> PARTES DO EXERCÍCIO:
1. Reproduza sem alterações, na página do poema «Janela Aberta», o trecho de "As minhas boas" até "sejam eu mencionarei).".
2. Prossiga com a página do poema «Janela Aberta» a partir do ponto em que termina.

> TEXTO EXTRAÍDO:

..........

Ab aeterno

As minhas boas vindas a todos os que por aqui passarem. Espero que apreciem o que vos dou aqui. Os desenhos, as fotografias e os textos que publico são da minha autoria (caso não sejam eu mencionarei).

Usufruam.


quarta-feira, 21 de abril de 2010

Janela Aberta







Morreste, partiste, deixaste

Não foste mais além

A janela ficou aberta

Brisa de ninguém


O galo uiva à meia-noite

Insanidade de alguém

O mundo gira ao contrário

Tudo está miseravelmente aquém


Já não bate o coração

Já secaram as almas

Já findou a canção

E a espera não encontra a razão


A brecha mantém-se aberta

A delonga continua, perplexa

A brisa gélida entra

A noite a morte alenta


O lobo canta

A coruja brama

O cão choraminga

O gato encanta


Ó doce e amarga desordem!


Sopro feérico

De um espírito colérico

Frenético espasmo

De um corpo assombrado

Não me deixes

Tenho frio

Abraça-me na tua calidez sobre-humana

Amo-te

Não vás

Mas tu já partiste

E a janela continua aberta

Numa espera perpetuamente incompleta.

..........

Dados recolhidos:
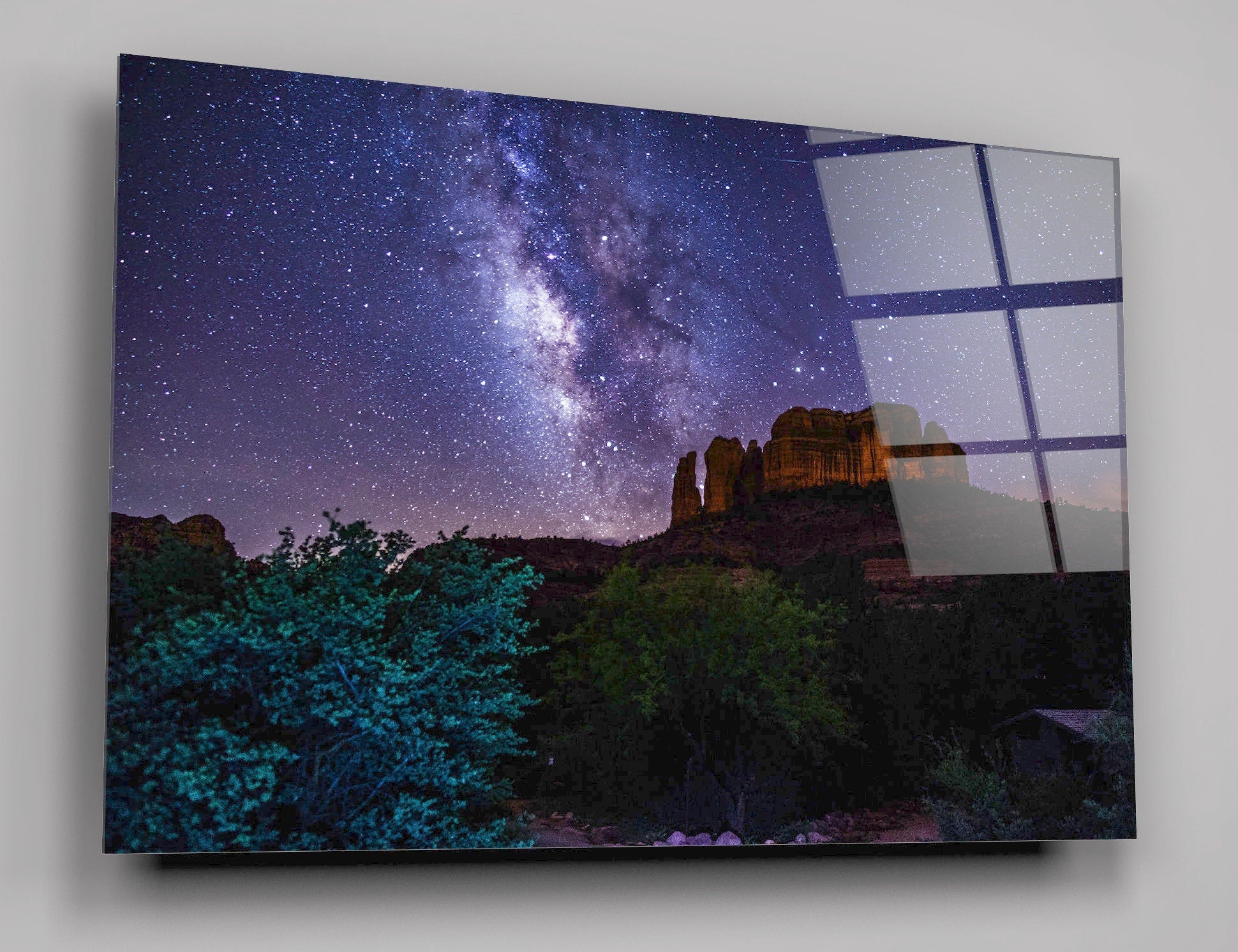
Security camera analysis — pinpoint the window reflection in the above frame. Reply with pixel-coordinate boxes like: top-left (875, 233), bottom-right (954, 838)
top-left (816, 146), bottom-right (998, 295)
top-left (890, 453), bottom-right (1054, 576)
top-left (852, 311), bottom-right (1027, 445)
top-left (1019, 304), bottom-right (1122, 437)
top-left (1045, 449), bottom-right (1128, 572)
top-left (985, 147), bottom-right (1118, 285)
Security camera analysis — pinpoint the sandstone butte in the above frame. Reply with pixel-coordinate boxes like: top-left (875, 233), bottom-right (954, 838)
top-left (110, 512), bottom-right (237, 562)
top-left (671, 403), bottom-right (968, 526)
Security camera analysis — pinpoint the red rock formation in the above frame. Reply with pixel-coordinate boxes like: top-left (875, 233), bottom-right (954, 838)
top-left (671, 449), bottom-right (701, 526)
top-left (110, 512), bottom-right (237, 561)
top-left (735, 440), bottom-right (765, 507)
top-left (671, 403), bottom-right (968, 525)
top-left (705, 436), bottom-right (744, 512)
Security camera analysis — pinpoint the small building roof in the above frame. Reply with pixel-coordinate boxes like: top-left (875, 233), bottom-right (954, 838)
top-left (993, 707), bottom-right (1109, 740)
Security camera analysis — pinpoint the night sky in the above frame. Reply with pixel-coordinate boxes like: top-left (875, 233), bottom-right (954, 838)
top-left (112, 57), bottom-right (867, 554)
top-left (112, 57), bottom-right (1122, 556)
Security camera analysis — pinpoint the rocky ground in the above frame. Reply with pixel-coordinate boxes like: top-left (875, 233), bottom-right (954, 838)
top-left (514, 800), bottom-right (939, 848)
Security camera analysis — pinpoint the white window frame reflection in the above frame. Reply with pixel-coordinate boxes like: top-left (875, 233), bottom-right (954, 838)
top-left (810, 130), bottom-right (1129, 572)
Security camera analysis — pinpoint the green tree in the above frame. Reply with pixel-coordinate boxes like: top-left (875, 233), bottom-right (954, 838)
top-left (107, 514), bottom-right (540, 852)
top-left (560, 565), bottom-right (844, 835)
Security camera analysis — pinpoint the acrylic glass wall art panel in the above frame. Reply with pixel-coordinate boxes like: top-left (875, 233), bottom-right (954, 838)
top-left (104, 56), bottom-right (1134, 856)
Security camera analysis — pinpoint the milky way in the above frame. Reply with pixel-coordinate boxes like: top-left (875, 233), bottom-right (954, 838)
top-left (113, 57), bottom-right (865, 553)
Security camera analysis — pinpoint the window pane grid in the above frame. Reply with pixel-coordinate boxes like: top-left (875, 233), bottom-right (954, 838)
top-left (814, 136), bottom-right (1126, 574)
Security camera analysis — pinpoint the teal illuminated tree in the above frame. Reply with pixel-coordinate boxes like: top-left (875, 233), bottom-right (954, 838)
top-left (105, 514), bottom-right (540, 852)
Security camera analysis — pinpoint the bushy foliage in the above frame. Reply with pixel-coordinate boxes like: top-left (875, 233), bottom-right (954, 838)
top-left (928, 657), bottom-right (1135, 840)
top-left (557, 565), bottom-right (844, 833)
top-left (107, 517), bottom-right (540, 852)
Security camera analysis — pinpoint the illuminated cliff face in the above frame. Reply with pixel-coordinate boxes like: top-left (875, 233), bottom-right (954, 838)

..........

> RESPOSTAS DO EXERCÍCIO:
1.
As minhas boas vindas a todos os que por aqui passarem. Espero que apreciem o que vos dou aqui. Os desenhos, as fotografias e os textos que publico são da minha autoria (caso não sejam eu mencionarei).

2.
terça-feira, 13 de abril de 2010

A árvore


Estou num jardim e tenho à minha frente uma árvore frondosa. Não, na verdade estou apenas deitada sob a cama a deixar o tempo dançar enquanto me imagino num jardim onde vive uma árvore frondosa, com raízes profundas que murmuram para o abismo da Terra os segredos mais íntimos.
Estou sentada num banco de jardim e à minha frente está essa árvore. É a árvore mais velha do mundo. Enquanto a olho, sinto a rugosidade da sua idade sem a tocar. É a árvore mais sábia do mundo…aliás, é o ser mais conhecedor do mundo!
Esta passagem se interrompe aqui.